━━ Working data ━━
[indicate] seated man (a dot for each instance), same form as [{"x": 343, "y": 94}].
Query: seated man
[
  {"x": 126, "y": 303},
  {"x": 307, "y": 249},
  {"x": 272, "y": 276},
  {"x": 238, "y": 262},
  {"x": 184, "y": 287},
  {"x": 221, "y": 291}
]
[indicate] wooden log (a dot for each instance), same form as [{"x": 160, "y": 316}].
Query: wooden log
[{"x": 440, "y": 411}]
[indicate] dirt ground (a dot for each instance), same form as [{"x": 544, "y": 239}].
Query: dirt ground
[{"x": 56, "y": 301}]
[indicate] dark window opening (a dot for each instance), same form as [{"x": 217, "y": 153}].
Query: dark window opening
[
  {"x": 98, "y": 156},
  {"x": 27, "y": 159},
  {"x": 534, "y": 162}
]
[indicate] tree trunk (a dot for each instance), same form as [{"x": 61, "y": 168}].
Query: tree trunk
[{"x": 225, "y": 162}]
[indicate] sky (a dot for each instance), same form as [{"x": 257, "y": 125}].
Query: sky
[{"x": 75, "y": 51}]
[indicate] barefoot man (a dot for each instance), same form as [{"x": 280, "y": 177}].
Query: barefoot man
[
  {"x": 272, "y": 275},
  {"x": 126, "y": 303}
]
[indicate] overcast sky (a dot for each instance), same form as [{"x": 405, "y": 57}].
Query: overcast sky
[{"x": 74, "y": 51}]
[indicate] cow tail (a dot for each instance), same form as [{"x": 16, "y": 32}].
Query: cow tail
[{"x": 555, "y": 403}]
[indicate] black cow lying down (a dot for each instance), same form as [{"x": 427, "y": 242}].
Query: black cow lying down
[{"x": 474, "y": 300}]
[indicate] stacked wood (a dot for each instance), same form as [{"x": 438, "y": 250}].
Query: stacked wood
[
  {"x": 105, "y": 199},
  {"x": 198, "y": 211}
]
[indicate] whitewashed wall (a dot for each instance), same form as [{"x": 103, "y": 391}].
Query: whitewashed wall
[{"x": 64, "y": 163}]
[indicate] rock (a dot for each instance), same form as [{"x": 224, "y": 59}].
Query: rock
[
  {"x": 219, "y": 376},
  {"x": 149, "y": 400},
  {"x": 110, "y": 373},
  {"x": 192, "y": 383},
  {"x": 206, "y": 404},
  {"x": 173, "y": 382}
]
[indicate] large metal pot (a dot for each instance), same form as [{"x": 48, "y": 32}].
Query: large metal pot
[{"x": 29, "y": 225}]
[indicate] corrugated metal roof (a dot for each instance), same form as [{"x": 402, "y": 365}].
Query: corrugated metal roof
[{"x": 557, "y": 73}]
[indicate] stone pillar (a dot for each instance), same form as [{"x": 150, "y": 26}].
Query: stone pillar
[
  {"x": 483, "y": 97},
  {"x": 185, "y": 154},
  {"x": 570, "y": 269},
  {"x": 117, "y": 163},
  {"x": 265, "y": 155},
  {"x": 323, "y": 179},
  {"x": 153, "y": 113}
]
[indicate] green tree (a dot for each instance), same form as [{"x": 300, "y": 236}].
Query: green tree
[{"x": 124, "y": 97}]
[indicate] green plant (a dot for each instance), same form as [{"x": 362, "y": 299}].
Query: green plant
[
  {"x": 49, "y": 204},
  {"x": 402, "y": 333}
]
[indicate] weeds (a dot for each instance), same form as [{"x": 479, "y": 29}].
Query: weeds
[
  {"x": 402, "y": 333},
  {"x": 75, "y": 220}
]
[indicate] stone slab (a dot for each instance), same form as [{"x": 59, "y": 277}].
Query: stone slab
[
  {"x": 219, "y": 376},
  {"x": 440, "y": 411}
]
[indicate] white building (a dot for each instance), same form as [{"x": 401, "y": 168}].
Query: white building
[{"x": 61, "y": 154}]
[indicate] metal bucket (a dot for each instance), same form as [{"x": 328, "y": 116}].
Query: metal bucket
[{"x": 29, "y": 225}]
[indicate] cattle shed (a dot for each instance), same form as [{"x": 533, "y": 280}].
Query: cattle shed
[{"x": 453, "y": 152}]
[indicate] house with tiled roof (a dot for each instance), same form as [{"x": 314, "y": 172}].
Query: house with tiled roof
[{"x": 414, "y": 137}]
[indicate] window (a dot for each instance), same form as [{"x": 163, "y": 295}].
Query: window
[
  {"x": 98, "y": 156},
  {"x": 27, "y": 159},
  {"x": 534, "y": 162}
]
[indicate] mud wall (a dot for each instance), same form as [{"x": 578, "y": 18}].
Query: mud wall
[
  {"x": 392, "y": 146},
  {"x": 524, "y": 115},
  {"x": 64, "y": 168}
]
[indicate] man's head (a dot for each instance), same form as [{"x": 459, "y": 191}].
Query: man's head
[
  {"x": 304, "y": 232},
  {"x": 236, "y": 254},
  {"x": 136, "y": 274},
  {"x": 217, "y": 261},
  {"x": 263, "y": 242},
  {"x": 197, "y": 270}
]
━━━
Word for word, write out all of the entries.

▸ Finished exercise:
[indicate] seated man (a dot for each instance), same form as [{"x": 343, "y": 94}].
Query: seated man
[
  {"x": 126, "y": 303},
  {"x": 307, "y": 249},
  {"x": 272, "y": 276},
  {"x": 238, "y": 262},
  {"x": 184, "y": 287},
  {"x": 221, "y": 291}
]
[indicate] wooden log (a dot for each instance), same form as [{"x": 160, "y": 316}].
Query: wooden log
[{"x": 440, "y": 411}]
[indicate] dirt ground (a dot for each instance), same form as [{"x": 544, "y": 239}].
Query: dirt ground
[{"x": 56, "y": 301}]
[indicate] dark window opening (a dot for each instance), same form as [{"x": 217, "y": 153}].
Query: dark window opening
[
  {"x": 98, "y": 156},
  {"x": 27, "y": 159},
  {"x": 534, "y": 162}
]
[indicate] tree trunk (a dot for each instance), same form as [{"x": 61, "y": 168}].
Query: tree trunk
[{"x": 225, "y": 162}]
[indicate] sky (a dot for each instance), same form as [{"x": 257, "y": 125}].
Query: sky
[{"x": 75, "y": 51}]
[indicate] barefoot man (a dot for each instance), same form as [{"x": 280, "y": 177}].
Query: barefoot man
[
  {"x": 272, "y": 275},
  {"x": 126, "y": 303}
]
[indicate] overcast sky (a dot for each instance), same form as [{"x": 405, "y": 57}].
Query: overcast sky
[{"x": 74, "y": 51}]
[indicate] cow tail (a dot for each instance), same form as [{"x": 16, "y": 32}].
Query: cow tail
[{"x": 555, "y": 403}]
[indicate] black cow lying down (a dot for each instance), same form as [{"x": 427, "y": 242}].
Query: black cow lying down
[{"x": 474, "y": 300}]
[indicate] stacked wood (a dot for each instance), same form as [{"x": 438, "y": 250}].
Query: stacked wood
[
  {"x": 105, "y": 199},
  {"x": 198, "y": 211}
]
[indicate] whitewashed wall (a dot for each instance), same form as [{"x": 103, "y": 391}].
Query: whitewashed wall
[{"x": 64, "y": 163}]
[indicate] rock (a dot for each instance), same form as [{"x": 224, "y": 59}].
Query: rock
[
  {"x": 219, "y": 376},
  {"x": 149, "y": 400},
  {"x": 110, "y": 373},
  {"x": 192, "y": 383},
  {"x": 206, "y": 404},
  {"x": 173, "y": 382}
]
[indicate] large metal pot (a dot for each instance), same form as [{"x": 48, "y": 32}].
Query: large metal pot
[{"x": 29, "y": 225}]
[indicate] corrugated metal roof (a dot for each instance), same form as [{"x": 402, "y": 365}].
Query: corrugated metal roof
[{"x": 557, "y": 73}]
[indicate] stone pillar (a dot for each instance), same form as [{"x": 150, "y": 26}].
Query: stone pillar
[
  {"x": 483, "y": 97},
  {"x": 185, "y": 154},
  {"x": 570, "y": 269},
  {"x": 117, "y": 163},
  {"x": 265, "y": 155},
  {"x": 323, "y": 179},
  {"x": 153, "y": 113}
]
[indicate] green tree (a dot for each instance), same form as [{"x": 300, "y": 236}].
Query: green tree
[{"x": 124, "y": 97}]
[indicate] green plant (a dot for each instance), same form as [{"x": 362, "y": 299}].
Query: green plant
[
  {"x": 49, "y": 204},
  {"x": 402, "y": 333}
]
[indicate] weeds (a dot for each instance), same form as [{"x": 479, "y": 29}].
Query: weeds
[
  {"x": 402, "y": 333},
  {"x": 75, "y": 220}
]
[indicate] stone slab (a dot for each instance), same form as [{"x": 59, "y": 277}].
Query: stone slab
[
  {"x": 219, "y": 376},
  {"x": 440, "y": 411}
]
[indicate] white building (a dot for each instance), same form as [{"x": 401, "y": 168}].
Query: white building
[{"x": 61, "y": 154}]
[indicate] metal bucket (a dot for each instance), same form as [{"x": 328, "y": 116}].
Query: metal bucket
[{"x": 29, "y": 225}]
[indicate] cattle shed (a dot for each instance), same form as [{"x": 533, "y": 280}].
Query: cattle shed
[{"x": 453, "y": 152}]
[indicate] house with tiled roof (a dot for each instance), same form as [{"x": 314, "y": 172}].
Query: house with tiled roof
[{"x": 414, "y": 137}]
[indicate] window (a dot for each instance), same form as [{"x": 163, "y": 295}].
Query: window
[
  {"x": 98, "y": 156},
  {"x": 27, "y": 159},
  {"x": 534, "y": 162}
]
[indicate] mud wall (a dot for each instance), same form as [{"x": 578, "y": 18}].
Query: mud wall
[
  {"x": 392, "y": 146},
  {"x": 524, "y": 115},
  {"x": 64, "y": 168}
]
[indicate] man's head (a dot for each instance), same form as [{"x": 459, "y": 191}].
Query: man's head
[
  {"x": 304, "y": 232},
  {"x": 236, "y": 254},
  {"x": 136, "y": 274},
  {"x": 217, "y": 261},
  {"x": 263, "y": 242},
  {"x": 197, "y": 270}
]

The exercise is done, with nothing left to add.